> [What you need to do]:
Which lines in the data contain the word "camera"? Please copy each of them.

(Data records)
╭──
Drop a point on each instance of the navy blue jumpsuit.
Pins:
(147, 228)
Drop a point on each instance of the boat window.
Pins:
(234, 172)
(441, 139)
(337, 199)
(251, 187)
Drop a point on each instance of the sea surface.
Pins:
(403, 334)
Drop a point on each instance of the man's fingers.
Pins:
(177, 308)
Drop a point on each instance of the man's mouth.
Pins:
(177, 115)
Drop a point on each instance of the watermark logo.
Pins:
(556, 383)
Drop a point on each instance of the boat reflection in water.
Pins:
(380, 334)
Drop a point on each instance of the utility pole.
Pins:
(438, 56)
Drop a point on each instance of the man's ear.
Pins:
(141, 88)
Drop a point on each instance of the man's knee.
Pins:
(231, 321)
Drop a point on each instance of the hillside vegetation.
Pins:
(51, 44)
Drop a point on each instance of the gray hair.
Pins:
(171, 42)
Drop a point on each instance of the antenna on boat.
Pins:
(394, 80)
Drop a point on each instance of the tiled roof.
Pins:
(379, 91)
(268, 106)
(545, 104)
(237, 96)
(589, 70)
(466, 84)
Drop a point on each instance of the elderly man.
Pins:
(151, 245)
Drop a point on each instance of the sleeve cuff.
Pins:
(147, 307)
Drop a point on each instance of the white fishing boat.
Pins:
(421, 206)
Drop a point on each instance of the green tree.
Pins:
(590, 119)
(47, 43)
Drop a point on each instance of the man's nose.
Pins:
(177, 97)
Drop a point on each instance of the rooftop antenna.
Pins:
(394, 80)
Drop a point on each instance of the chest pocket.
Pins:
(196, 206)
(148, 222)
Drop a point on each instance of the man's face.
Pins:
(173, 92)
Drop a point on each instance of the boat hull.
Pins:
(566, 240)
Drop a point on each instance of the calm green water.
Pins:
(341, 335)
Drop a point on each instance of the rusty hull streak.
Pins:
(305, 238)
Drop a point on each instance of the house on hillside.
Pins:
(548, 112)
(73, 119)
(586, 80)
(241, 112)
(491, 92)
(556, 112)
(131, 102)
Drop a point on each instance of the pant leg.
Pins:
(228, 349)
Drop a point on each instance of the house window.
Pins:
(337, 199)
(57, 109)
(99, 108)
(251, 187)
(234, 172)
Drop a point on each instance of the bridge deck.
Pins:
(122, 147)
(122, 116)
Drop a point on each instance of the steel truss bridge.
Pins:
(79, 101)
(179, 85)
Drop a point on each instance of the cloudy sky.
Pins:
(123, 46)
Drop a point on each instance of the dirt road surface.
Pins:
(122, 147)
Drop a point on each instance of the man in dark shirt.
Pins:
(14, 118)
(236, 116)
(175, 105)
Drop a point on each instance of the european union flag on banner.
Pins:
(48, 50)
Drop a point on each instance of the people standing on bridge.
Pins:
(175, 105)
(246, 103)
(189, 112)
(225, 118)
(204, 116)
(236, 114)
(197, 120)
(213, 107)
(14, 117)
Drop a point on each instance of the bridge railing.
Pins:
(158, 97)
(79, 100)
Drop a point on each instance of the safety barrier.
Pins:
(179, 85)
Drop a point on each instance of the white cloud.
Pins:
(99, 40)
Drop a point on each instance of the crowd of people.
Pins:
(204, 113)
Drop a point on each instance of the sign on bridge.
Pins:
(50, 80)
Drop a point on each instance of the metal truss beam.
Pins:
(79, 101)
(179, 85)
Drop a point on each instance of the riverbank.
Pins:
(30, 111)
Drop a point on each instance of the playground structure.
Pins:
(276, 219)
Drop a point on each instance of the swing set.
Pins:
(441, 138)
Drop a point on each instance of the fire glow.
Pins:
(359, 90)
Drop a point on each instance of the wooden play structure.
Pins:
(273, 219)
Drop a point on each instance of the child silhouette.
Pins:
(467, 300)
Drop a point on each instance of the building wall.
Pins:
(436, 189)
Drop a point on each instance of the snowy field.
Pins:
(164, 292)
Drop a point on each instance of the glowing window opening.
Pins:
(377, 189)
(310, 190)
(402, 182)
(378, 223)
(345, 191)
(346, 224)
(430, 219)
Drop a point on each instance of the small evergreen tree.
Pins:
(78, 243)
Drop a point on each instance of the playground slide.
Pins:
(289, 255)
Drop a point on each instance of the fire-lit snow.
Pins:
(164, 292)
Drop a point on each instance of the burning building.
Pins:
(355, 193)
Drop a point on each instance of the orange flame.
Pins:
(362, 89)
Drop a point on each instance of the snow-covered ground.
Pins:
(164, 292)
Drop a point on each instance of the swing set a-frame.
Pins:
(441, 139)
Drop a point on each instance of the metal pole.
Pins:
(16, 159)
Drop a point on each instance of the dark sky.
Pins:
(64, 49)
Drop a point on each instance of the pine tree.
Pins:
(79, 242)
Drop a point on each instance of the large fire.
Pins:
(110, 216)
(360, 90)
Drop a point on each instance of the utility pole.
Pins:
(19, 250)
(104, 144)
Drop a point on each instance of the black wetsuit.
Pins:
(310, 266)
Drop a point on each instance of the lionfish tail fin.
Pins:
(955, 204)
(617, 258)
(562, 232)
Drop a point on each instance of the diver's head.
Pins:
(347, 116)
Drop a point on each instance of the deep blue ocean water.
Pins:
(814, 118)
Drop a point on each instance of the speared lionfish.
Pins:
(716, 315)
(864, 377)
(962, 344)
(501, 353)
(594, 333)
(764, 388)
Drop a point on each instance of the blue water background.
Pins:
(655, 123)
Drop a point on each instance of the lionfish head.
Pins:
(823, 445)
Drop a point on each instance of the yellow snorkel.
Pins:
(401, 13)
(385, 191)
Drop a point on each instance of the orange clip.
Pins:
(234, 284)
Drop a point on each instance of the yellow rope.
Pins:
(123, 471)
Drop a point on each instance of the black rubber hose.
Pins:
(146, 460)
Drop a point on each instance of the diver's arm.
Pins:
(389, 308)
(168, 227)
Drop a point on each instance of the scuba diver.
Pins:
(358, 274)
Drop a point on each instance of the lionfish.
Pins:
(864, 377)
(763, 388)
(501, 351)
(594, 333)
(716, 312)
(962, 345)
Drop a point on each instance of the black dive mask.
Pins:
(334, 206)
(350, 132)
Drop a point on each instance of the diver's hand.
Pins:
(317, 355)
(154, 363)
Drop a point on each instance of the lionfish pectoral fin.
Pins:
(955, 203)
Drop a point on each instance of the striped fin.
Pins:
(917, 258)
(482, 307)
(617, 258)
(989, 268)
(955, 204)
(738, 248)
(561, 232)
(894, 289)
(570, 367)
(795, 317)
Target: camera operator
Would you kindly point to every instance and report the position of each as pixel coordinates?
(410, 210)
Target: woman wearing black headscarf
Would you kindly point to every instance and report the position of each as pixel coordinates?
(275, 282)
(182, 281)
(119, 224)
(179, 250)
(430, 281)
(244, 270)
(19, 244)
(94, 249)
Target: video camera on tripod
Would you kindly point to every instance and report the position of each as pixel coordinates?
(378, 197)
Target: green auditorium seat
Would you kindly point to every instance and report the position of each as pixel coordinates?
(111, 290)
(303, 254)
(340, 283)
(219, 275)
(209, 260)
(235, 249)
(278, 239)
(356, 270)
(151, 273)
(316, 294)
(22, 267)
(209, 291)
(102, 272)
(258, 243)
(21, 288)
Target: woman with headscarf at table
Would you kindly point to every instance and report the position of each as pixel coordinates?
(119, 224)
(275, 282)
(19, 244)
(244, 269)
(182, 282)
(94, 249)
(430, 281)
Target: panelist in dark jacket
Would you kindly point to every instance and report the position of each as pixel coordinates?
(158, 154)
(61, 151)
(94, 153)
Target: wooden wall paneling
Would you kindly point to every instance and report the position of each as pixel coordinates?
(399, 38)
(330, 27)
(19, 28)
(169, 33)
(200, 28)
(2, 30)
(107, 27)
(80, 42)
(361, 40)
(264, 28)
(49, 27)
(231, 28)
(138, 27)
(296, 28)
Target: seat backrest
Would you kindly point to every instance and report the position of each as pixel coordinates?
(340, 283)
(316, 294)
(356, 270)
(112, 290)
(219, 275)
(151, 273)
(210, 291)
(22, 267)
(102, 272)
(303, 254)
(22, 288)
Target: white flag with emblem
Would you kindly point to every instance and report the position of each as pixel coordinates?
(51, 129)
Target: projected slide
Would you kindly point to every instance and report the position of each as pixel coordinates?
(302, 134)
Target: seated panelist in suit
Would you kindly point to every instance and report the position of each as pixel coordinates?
╰──
> [Problem solution]:
Target: camera operator
Target: video camera on tripod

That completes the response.